Below is a block of entries; repeat exactly the lines starting at the line that contains "TARGET: microphone stand" and ending at the line that contains "TARGET: night sky", both included.

→ Dataset excerpts:
_ _ _
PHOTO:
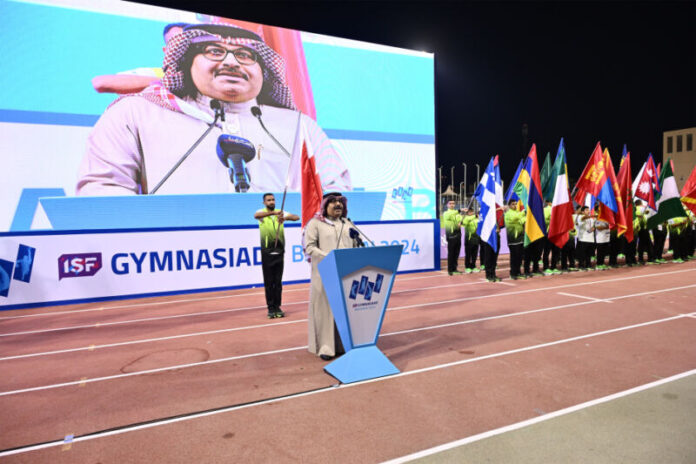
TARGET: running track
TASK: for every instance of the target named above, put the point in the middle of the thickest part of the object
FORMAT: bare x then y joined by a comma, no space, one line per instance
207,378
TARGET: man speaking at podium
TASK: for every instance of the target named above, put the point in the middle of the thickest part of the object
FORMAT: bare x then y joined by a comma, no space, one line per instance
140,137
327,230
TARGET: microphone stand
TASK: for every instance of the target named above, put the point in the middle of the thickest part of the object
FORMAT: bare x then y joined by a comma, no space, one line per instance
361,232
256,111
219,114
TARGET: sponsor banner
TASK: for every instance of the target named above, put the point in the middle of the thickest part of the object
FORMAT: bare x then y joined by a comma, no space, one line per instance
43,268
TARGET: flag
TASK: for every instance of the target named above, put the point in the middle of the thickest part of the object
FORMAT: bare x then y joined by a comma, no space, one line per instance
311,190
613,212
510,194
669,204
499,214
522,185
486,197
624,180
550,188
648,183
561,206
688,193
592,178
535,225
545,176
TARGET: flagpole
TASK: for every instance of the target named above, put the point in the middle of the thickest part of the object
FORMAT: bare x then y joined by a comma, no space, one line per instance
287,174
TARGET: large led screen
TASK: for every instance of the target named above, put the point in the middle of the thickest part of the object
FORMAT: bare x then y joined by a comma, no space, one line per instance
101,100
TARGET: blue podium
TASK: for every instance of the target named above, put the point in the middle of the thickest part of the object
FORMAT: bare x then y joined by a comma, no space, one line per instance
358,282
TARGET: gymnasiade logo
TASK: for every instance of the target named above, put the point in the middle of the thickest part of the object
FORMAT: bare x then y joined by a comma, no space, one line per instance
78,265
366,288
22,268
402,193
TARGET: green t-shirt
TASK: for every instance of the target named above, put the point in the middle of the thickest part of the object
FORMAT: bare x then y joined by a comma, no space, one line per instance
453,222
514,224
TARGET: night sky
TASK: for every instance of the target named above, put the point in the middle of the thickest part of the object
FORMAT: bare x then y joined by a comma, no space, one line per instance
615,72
_ _ _
→ Answer to this task:
TARGET: microphone stand
TASK: for every instance of the target named above, put the point in the middle of the thickest part of the object
FORMAT: bare x then y joined by a comma, no space, one line per instance
361,232
256,111
219,114
TARGET: sponsor banner
TASK: for every instance of the target named above, put the point in the middle of the thickest part of the object
FORMAT: bare x then y joined by a comma, no space, one line per instance
43,268
TARGET: flag
TASK: for every instance of the target named above, put the point in the middle of the thickest part of the object
FORMAT: bare x then y joined by a comma, no space, one line per instance
311,190
613,212
510,194
669,204
499,214
522,185
486,197
624,180
550,188
648,183
561,206
688,193
592,178
535,225
545,176
TARGET: flagpole
TASK: for every instance of the target named above, put the point in the middle of the thickest part of the object
FORMAT: bare x then y joined by a comma, no space, one line per instance
287,174
TARGET: large led screen
TASK: for every instance of the target named above, put the point in the middle of the thickest part of the object
FORMAT: bare x then y joined by a comma, no space, one line per instance
101,100
TARGET: blue podium
TASK: for every instance of the target named above, put the point in the middle of the thickest part of the object
FORMAT: bare x then y joined by a comma, no space, one line per instance
358,282
TARGET: gymnasiade logo
TASK: for every instance of the target named above, put the point in the middle of the thickest part of the object
FORMAT: bare x then y joined by a comma, no space, one line per instance
78,265
366,288
22,268
402,193
TARGET: green t-shirt
TASK: for every instance of the target named above, put the point in the middle of the thickest part of the object
FORMAT: bare x then y joined by a comma, no space, one line per instance
453,222
514,224
TARGET: night sky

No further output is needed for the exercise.